→ **SOURCE DOCUMENT**:

3K3A-Activated Protein C

Clinical data
- Other names: 3K3A-APC
- Routes of administration: Intravenous

Legal status
- Legal status: Investigational;

Identifiers
- CAS Number: 1421330-93-9;

= 3K3A-Activated Protein C =

Experimental drug for the treatment of stroke

3K3A-Activated Protein C (3K3A-APC) is an experimental drug for the treatment of stroke developed by ZZ Biotech, a company founded by Berislav Zlokovic

It is a genetically engineered variant of activated protein C designed to reduce anticoagulant activity while preserving its cytoprotective and anti-inflammatory properties. This recombinant protein is created by substituting three lysine residues with alanines, thereby minimizing the risk of bleeding associated with native activated protein C. 3K3A-APC exerts its therapeutic effects by targeting protease-activated receptor 1 (PAR1) pathway.

A Phase 3 clinical trial was scheduled to start when the NIH paused the trial on November 16, 2023, due to concerns about falsification of data in the studies supporting the clinical trial. The drug was also being assessed for the treatment of Alzheimer's disease, and is currently being evaluated by Dermatherix for wound care.

== In stroke treatment ==

The only drug currently approved for stroke treatment is tPA, which can cause dangerous brain bleeding. In 2005, Griffin et al proposed using Activated Protein C in conjunction with tPA to protect the brain from tPA’s harmful side-effects. APC activates protease-activated receptor 1 (PAR-1), which plays a role in the interaction of coagulation and inflammation. The 3K3A-APC was designed to have more activity at protease-activated receptor 1 (PAR-1) and less anticoagulative effect than activated protein C.

The phase 2 trial, RHAPSODY, was performed in the lab of Berislav Zlokovic, the scientific founder of ZZ Biotech, to determine safety and tolerability of the drug. A phase 3 $30 million trial, RHAPSODY-2, was planned to determine safety and efficacy for treatment of ischemic stroke. However, on November 16, 2023, the National Institutes of Health (NIH) paused the start of the human trial of 3K3A-APC after an investigation by Science Magazine.

== Controversy ==
The investigation by Science and the NIH was triggered by whistleblowers who delivered a 113 page dossier to Science. The dossier presented evidence that patients treated with 3K3A-APC died at a higher rate in the first week following treatment than those on the placebo (6 out of 66 versue 1 out 44). Also, patients on the drug suffered more disability. The dossier also claimed that data had been doctored in dozens of papers from Zlokovic's lab.

Wade Smith, a University of California, San Francisco neurologist and StrokeNet principal investigator said that “I think pausing the trial until any impact of potential impropriety in preclinical drug testing is resolved to ensure the compound is safe for humans is the correct pathway to follow. This drug may work in humans so discarding it would be a shame,” he adds. “Alternatively, moving forward with a compound that may be unsafe is worse.”

== Other uses ==
In 2019, the Alzheimer’s drug discovery foundation suggested studying the drug for benefits for Alzheimer’s patients.

In 2021, a phase 2 trial began at Macquarie University in Sydney, Australia, for treatment of ALS.

Currently, Dermatherix is a biotech company studying the use of 3K3A-SPC for wound therapy.

Source records:
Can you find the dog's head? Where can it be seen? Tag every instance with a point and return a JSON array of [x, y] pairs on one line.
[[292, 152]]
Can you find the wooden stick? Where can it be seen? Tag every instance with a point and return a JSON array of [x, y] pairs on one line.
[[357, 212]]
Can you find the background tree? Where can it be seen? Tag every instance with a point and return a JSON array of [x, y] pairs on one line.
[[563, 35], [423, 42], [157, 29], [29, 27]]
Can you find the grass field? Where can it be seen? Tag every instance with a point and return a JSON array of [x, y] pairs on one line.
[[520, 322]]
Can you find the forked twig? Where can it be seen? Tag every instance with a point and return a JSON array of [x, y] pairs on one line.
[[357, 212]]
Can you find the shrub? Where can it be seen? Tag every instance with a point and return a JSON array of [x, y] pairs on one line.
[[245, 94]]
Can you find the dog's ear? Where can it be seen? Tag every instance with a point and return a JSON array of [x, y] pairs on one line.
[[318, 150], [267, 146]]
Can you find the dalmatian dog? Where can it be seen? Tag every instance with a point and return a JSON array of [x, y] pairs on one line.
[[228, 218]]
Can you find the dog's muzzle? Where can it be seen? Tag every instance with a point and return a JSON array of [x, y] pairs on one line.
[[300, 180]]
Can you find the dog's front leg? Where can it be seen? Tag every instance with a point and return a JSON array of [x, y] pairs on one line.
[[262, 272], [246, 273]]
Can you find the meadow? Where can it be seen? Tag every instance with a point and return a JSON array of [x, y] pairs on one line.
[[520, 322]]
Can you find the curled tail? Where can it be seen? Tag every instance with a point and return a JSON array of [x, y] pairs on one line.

→ **PROBLEMS TO SOLVE**:
1. List each distinct year mentioned in the article on 3K3A-Activated Protein C.
2. Copy the article on 3K3A-Activated Protein C between "In 2021, a phase" and "for wound therapy.", inclusive, renaming "wound therapy" to "wound care".
The records are separate material and are not part of the article on 3K3A-Activated Protein C.

→ **EXPECTED OUTPUTS**:
1. 2023, 2005, 2019, 2021

2.
In 2021, a phase 2 trial began at Macquarie University in Sydney, Australia, for treatment of ALS.

Currently, Dermatherix is a biotech company studying the use of 3K3A-SPC for wound care.